• [OBJECTIVE]
Present the following data again exactly as it is shown.

• [DATASET EXTRACT]
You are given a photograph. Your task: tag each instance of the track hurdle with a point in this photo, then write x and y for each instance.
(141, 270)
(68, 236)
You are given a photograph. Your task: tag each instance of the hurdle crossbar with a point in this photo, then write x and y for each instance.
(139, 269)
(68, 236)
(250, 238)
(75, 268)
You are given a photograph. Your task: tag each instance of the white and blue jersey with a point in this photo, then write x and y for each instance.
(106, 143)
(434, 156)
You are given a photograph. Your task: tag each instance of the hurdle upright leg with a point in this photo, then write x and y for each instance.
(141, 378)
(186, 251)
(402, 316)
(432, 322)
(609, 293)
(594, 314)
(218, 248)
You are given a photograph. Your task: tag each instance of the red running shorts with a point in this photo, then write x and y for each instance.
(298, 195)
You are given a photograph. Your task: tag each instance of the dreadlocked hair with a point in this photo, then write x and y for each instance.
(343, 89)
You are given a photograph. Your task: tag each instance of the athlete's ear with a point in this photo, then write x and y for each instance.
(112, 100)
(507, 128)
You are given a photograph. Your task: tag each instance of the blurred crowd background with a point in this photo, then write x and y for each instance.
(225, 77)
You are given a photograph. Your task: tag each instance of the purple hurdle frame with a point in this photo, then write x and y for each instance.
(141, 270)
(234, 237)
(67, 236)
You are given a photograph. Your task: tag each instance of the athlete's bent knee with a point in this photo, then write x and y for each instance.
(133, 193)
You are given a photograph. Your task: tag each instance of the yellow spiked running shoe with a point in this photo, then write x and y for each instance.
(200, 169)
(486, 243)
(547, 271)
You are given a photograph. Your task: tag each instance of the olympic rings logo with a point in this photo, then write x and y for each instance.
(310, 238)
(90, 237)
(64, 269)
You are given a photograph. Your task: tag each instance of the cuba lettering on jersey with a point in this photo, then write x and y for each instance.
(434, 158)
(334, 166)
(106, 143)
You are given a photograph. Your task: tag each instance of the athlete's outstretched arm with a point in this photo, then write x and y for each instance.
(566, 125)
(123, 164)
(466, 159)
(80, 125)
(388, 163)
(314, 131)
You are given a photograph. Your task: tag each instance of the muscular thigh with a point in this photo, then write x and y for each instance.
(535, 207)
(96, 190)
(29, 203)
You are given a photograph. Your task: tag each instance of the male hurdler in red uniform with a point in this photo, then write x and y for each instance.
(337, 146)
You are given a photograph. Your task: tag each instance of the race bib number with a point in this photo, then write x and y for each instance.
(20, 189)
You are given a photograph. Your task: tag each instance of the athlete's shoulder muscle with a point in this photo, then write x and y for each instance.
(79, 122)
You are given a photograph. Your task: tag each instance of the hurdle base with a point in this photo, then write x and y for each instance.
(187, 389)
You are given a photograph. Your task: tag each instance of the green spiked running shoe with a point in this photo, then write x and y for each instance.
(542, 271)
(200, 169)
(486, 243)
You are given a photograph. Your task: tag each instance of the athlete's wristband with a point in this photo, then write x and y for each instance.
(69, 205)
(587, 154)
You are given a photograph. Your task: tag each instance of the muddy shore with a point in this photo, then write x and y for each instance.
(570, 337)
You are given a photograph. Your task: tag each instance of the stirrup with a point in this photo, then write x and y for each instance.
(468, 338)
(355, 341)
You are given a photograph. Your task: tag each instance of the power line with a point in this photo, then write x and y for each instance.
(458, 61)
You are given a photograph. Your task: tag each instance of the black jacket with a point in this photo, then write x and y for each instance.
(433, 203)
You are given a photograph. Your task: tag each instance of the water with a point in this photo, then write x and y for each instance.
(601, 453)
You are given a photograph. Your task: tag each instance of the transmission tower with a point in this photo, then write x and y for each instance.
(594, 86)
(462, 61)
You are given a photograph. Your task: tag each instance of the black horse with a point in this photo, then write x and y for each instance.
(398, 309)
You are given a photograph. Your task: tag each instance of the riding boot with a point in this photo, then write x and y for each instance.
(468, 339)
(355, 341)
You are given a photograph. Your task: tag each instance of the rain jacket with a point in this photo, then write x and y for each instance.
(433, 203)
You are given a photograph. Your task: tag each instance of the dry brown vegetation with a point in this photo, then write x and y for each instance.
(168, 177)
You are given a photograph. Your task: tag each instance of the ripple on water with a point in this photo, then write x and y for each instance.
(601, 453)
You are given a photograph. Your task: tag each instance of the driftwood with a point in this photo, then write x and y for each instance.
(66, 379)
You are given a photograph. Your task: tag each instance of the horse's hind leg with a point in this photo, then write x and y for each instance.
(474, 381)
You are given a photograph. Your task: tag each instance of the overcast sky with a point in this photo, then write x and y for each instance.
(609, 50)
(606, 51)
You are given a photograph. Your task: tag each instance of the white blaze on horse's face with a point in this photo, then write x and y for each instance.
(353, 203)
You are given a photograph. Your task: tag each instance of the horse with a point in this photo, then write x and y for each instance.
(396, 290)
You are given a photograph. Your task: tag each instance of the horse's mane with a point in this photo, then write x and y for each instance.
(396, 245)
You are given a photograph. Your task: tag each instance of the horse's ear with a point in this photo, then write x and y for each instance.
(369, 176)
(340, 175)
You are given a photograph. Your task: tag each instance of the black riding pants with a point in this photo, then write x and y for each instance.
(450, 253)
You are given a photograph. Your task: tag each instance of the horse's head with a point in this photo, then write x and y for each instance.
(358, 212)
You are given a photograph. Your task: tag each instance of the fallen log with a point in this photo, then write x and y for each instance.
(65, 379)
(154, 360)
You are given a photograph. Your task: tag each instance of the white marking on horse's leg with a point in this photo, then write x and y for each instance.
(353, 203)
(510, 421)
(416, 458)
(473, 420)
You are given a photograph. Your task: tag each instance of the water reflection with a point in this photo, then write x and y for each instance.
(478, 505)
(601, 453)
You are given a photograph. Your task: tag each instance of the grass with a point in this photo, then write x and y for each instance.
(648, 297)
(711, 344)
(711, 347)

• [REPLY]
You are given a photograph. Your task: tag each instance of the track hurdle with a point in this photo, then write x and y for each instance.
(141, 270)
(68, 236)
You are given a photograph. Your task: tag each instance of the hurdle crossbar with a point in this photo, then write x and y for each instance.
(139, 269)
(68, 236)
(250, 238)
(75, 268)
You are given a photograph. Your task: tag each instance of the white and blue jersey with a point in this photo, then write x and y for each instance.
(106, 143)
(434, 156)
You are given a photograph. Your task: tag each instance of the hurdle upright leg with a point in this photo, then write x and y for each instance.
(141, 378)
(186, 251)
(402, 316)
(432, 322)
(609, 293)
(594, 314)
(218, 248)
You are given a photograph. Your task: tag each instance of the red running shorts with a point in this photo, then write x and y for each instance.
(298, 195)
You are given a photograph. Your task: tag each instance of the dreadlocked hair with a point in this photo, then write x and y for each instance.
(343, 89)
You are given a photograph. Your task: tag each instance of the athlete's ear with a point in this photo, then write x and y for each instance.
(112, 100)
(507, 128)
You are given a photograph. Your task: tag each instance of the blurred crowd background with a point in this photo, then write x and y for each instance.
(225, 77)
You are given a photograph. Your task: tag each instance of the purple hurdle frame with a point in this photo, then write x and y for each instance.
(141, 270)
(234, 237)
(67, 236)
You are given a photograph. Your task: tag each instance of the athlete's bent knee with a point in this photo, then write x and y for each instance.
(133, 193)
You are given a photograph. Your task: tag each instance of the yellow spiked running shoe with a point in this photo, then write x and y for each instance.
(200, 169)
(486, 243)
(547, 271)
You are given a photograph. Your task: tag each instance of the olympic rings logo with a point in this photo, then write x and y for each instance.
(310, 238)
(90, 237)
(64, 269)
You are given a photograph. Your task: tag each instance of the cuba lettering on jersey with a point in this photo, then write x and y for each instance.
(434, 158)
(334, 166)
(106, 143)
You are given a photograph. Your task: tag each instance of the athlete's outstretched arm with a point in this photo, then write x and y for each instance.
(566, 125)
(123, 164)
(466, 159)
(80, 125)
(388, 163)
(314, 131)
You are given a photograph. Your task: tag each instance of the muscular thigh with a point in this photo, then write x and y for each instance.
(535, 207)
(96, 190)
(29, 203)
You are given a photograph. Your task: tag each instance of the male hurdler in red uniform with a point in this photo, then write x and y for each instance.
(337, 146)
You are given a photograph. Your task: tag each instance of the race bib number with a point in this photo, then write x and y for each instance.
(20, 189)
You are given a photograph. Your task: tag each instance of the athlete's shoulder muscle with a point in this photo, then write x and y for each instance.
(79, 122)
You are given a photograph. Your task: tag each instance of the hurdle base with a point in this photo, then write x and y for each instance.
(187, 389)
You are given a photograph. Your task: tag each instance of the green spiked running shoe with a point in this photo, then write x and y for each instance.
(542, 271)
(200, 169)
(486, 243)
You are given a photograph. Your task: tag each instance of the athlete's wristband with a point in this photo, then write x and y for each instance.
(69, 205)
(587, 154)
You are given a photograph. Your task: tag each instance of the muddy shore with a point in this photo, then write x and y for each instance.
(570, 337)
You are given a photograph. Your task: tag each instance of the stirrup with a point in this photo, then write x and y for each instance.
(468, 338)
(355, 341)
You are given a photograph. Your task: tag each instance of the power line with a point in this photo, then write x and y for each instance.
(458, 61)
You are given a photograph. Your task: tag each instance of the black jacket with a point in this photo, then write x and y for each instance.
(433, 203)
You are given a photograph. Your task: tag each instance of the water with a point in this photo, then write x and y for each instance.
(601, 453)
You are given a photograph. Your task: tag each instance of the transmission tower with a point in this photo, then write x and y for each instance.
(594, 86)
(462, 61)
You are given a photograph. Your task: tag each instance of the black horse with a point in this photo, then write x and y for each instance.
(398, 309)
You are given a photograph. Your task: tag each instance of the riding boot with a point in this photo, then write x and y for each instance.
(468, 339)
(355, 341)
You are given a photograph. Your task: tag each instance of the rain jacket with a point in this photo, then write x and y for each instance.
(433, 203)
You are given a photograph. Your task: tag each instance of the dry brown vegetation with a point in this photo, then write x and y for each instance.
(168, 177)
You are given a photograph. Your task: tag each instance of the ripple on water with a point in this photo, then write x and y for each instance.
(601, 453)
You are given a photograph. Your task: tag each instance of the driftwood with a point in this photo, then write x and y for each instance.
(66, 379)
You are given a photograph. Your task: tag each instance of the horse's hind leg with a point in this photo, then write x and y for each instance.
(474, 381)
You are given a photograph. Your task: tag each instance of the overcast sky with a point in this photo, then write x and y for each instance.
(609, 50)
(606, 51)
You are given a photograph. Your task: tag each instance of the white blaze on horse's face with a point in this photo, then write x and y for each instance.
(353, 203)
You are given a photograph. Your task: tag each instance of the horse with a point in this photo, then write x and y for each instance.
(396, 290)
You are given a photograph. Your task: tag each instance of the horse's mane with a point in this photo, then write x and y for each instance.
(396, 245)
You are given a photograph. Your task: tag each instance of the horse's ear with a point in this photo, then write x and y for each instance.
(369, 176)
(340, 175)
You are given a photograph. Your task: tag each instance of the black riding pants with a point in this photo, then write x and y for each instance.
(450, 253)
You are given a photograph. Your task: tag each instance of the horse's head with a point in this photo, then write x and y for each instance.
(358, 212)
You are given a photograph. Your task: tag each instance of the fallen log with a point in this photo, then write x and y for each instance.
(65, 379)
(154, 360)
You are given a photograph. Your task: tag each instance of the white marking on horse's leg with a point in this photo, then write x and y for each instance.
(353, 203)
(510, 421)
(416, 458)
(473, 420)
You are given a photograph. Your task: tag each instance of the water reflection with a point in this photo, then write x and y for each instance.
(478, 505)
(601, 453)
You are given a photograph. Your task: tag each instance of the grass with a point in this photo, then write x and y for each instance.
(648, 297)
(711, 344)
(711, 347)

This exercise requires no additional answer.